__Assignment__. Those lines of the records that contain "green" are to be located and copied.
[[ Source material open ]]
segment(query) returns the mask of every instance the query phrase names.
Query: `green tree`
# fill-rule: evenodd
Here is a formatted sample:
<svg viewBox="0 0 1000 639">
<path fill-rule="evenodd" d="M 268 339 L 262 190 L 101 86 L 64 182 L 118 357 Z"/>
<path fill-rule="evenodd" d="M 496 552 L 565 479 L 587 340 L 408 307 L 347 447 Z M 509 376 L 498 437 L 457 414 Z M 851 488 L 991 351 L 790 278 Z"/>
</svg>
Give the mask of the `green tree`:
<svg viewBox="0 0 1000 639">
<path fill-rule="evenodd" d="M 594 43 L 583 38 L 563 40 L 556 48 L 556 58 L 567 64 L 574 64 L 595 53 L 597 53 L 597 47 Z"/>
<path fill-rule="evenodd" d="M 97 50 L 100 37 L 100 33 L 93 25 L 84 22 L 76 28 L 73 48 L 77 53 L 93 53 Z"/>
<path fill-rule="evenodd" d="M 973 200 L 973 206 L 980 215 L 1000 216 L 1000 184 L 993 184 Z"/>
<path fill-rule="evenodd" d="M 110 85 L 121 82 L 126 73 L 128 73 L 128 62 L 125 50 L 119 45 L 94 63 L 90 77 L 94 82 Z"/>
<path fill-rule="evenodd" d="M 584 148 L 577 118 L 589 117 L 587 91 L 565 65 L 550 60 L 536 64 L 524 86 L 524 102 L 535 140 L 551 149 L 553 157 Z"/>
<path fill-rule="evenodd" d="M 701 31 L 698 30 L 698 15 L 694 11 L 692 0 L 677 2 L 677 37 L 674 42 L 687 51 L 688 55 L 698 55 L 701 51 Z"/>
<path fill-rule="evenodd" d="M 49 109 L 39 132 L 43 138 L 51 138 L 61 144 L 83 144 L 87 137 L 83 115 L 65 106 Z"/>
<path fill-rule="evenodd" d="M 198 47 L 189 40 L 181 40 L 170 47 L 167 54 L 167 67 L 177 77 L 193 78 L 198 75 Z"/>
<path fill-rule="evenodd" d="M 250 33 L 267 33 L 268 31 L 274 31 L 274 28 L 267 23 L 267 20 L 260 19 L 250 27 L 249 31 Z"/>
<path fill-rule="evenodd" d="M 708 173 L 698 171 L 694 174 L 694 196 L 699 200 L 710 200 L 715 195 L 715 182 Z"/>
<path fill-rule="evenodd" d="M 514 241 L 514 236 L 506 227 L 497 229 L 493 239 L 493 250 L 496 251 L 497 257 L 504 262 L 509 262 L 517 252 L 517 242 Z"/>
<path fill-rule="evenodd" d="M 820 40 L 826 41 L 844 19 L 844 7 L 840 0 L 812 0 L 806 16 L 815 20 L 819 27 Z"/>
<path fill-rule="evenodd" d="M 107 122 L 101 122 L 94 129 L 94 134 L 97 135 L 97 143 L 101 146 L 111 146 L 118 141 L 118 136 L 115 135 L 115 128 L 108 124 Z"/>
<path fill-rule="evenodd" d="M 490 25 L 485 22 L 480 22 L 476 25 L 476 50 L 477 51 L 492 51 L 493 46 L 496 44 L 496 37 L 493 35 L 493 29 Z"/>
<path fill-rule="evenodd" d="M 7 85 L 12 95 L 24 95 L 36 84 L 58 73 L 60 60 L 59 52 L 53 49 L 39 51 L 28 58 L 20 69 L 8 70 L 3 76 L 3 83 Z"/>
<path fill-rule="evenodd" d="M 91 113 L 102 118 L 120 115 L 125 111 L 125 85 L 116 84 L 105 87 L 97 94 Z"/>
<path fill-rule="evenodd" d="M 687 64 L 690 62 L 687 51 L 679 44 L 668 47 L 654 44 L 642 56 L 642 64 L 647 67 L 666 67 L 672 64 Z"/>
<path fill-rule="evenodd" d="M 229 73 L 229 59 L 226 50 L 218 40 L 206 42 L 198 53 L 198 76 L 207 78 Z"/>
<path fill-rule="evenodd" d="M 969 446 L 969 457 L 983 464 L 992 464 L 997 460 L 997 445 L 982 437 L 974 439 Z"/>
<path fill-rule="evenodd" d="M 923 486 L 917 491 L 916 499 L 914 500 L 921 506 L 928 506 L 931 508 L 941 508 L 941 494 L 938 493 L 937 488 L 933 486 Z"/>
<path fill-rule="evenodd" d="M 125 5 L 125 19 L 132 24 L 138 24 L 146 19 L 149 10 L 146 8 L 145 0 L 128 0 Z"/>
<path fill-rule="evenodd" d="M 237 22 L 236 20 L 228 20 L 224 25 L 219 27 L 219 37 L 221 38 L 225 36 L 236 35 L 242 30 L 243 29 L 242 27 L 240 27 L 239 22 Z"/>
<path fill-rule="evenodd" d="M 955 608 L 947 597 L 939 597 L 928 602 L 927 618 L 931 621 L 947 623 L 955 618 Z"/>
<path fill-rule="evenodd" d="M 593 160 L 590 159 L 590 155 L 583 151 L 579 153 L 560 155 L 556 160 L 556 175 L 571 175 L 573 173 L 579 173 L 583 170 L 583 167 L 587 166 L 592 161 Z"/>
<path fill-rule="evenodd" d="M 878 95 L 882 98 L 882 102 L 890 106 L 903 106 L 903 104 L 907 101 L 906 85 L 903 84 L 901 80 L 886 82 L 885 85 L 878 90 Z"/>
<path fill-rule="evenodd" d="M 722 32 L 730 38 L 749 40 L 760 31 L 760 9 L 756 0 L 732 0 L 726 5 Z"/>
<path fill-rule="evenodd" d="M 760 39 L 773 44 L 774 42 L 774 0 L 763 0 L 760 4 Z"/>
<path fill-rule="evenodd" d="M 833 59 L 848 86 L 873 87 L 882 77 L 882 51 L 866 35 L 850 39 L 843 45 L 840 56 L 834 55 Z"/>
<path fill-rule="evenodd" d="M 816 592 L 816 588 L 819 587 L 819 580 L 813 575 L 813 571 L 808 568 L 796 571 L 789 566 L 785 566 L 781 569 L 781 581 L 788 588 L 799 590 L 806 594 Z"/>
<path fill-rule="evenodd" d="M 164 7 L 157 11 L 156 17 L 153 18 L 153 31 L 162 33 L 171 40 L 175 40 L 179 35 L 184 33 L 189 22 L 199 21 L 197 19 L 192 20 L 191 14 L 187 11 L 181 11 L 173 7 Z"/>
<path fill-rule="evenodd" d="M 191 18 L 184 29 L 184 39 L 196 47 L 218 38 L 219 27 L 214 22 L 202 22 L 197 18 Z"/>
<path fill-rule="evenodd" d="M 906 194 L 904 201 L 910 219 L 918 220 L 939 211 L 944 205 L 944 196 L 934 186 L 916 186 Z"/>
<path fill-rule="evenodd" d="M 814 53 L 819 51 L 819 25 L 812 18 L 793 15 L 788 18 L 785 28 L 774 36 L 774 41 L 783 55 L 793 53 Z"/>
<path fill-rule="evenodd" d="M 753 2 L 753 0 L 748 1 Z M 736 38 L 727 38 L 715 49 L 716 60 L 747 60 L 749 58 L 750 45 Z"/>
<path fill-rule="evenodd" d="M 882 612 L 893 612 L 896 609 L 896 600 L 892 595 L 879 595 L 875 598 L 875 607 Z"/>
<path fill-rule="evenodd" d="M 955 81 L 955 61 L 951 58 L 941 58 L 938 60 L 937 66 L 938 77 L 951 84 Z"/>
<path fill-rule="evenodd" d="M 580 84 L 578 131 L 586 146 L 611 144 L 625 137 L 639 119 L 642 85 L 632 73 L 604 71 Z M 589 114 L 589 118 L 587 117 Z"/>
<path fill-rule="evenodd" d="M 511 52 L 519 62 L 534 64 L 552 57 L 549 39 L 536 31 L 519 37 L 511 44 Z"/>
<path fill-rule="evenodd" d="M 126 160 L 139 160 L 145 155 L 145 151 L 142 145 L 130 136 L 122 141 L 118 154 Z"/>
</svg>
[[ Source material closed ]]
__Exercise response__.
Query: `green tree`
Give the mask of the `green tree`:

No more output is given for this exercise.